Set problem -> A verbatim copy of the records is required, with all pictures left out.

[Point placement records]
━━━━━━━━
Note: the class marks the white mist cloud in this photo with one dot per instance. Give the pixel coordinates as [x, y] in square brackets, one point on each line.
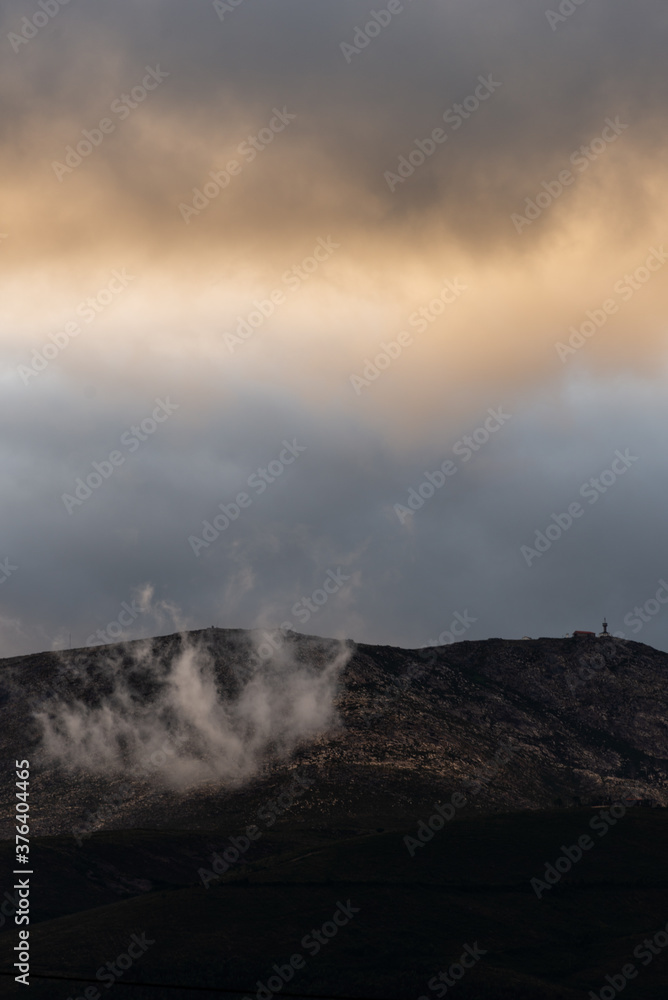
[200, 722]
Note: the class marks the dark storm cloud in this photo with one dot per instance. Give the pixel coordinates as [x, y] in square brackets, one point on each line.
[330, 515]
[354, 119]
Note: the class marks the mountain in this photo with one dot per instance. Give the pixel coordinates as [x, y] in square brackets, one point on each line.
[222, 795]
[520, 724]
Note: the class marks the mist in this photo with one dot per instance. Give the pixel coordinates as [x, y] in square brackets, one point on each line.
[183, 721]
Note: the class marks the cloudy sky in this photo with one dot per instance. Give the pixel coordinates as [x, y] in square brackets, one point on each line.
[349, 317]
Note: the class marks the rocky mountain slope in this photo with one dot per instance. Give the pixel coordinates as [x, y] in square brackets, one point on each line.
[511, 724]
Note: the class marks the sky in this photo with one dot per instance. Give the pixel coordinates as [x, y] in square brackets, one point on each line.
[343, 317]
━━━━━━━━
Exercise output ->
Note: the class marks the white mist cloud in this photo with one dot per instance. Give the pixel coordinates as [x, y] in square brackets, one point on each line.
[200, 722]
Note: the class marks the dark storm cloud in this photo with one dot per instance. Give the pixel coordinates as [x, y] in square brackets, one point on each line.
[330, 515]
[354, 119]
Note: the class marks the mountain in this photo with one dot per instance. Give the pixel coordinates as [x, y] in square brackets, one point on each line.
[222, 795]
[520, 724]
Note: the class marks the mist in this photo with one dot per instance. Give the pixel coordinates as [x, y] in square brackets, one point on each line.
[183, 721]
Note: the class marks the cloudy sky in this photo with one dot per instance. Give the pixel coordinates as [x, y] in square brackets, one point on each line.
[349, 317]
Note: the class marks the rocky mountain slope in this photo with one dot per instance. Give the pixel coordinates as [x, y] in square brackets, one point on each line.
[511, 724]
Note: the class marks the sky in this photo with one dot per instance. Give the pixel coordinates as [x, y] in square brackets, one point on each line.
[343, 317]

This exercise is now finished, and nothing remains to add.